INPUT DATA Block Start

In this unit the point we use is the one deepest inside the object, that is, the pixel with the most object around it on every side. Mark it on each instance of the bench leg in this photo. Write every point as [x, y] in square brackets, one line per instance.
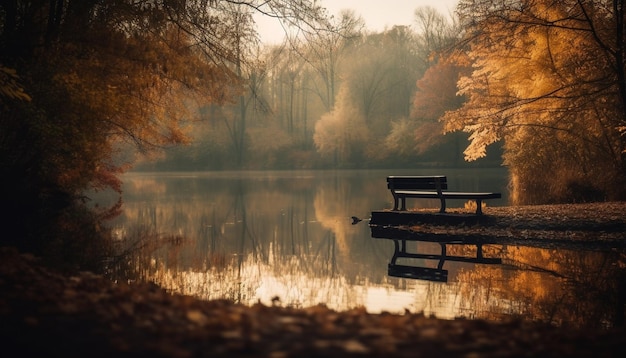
[443, 205]
[479, 206]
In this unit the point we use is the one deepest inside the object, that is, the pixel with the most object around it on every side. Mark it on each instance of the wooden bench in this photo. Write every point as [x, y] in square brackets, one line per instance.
[430, 187]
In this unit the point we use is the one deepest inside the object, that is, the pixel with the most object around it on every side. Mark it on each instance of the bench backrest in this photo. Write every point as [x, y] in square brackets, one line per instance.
[438, 182]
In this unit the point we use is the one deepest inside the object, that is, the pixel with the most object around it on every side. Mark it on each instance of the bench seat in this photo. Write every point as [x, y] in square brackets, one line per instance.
[431, 187]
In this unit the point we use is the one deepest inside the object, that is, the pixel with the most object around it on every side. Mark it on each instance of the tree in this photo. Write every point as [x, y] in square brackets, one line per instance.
[341, 132]
[102, 72]
[549, 80]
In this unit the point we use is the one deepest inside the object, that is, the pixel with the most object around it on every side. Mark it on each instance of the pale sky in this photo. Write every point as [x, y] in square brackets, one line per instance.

INPUT DATA Block End

▶ [WORK INSTRUCTIONS] Nothing but an exact copy of the data above, minus its pictures, should appear in the response.

▶ [EXERCISE OUTPUT]
In this unit the point we use is the one deepest inside the object, that is, the pixel with the most object around it on every side. Mark it on each instance of the bench leg in this photo. Write every point as [x, y] in square brackets, one line per instance.
[443, 205]
[479, 206]
In this unit the point we use is the one deepest inside the object, that is, the pixel with the most object around it on every side. Mark it on each instance of the wooden bench in this photo. Write every point as [x, y] in square brackets, one line per instance.
[430, 187]
In this unit the point we use is the one deepest inside the object, that is, the pixel with the most object around it on every side. Mark it on each instance of the bench backrest in this photo. Write every point as [x, y] in square brackets, one line per instance.
[438, 182]
In this unit the point we use is the one deepest inside the object, that is, the pixel with the most object around it on every side. Mark it on each instance of the bench seat in this photo. Write every point as [x, y] in square brackets, one line per instance.
[431, 187]
In this unit the point we use is the one deepest inside the object, that is, the pixel with the most object around it on every side. Mark it on each instance of the tree in this photo. Write every point as [x, y] in square brackets, one line per instance.
[341, 132]
[102, 72]
[549, 80]
In this unit the point we use is the one deepest inside the object, that is, the pixel with the most object around it on every side. Mark it on each instance of the pale sky in this photo. Write every point as [x, y] in square brackets, one line per instance.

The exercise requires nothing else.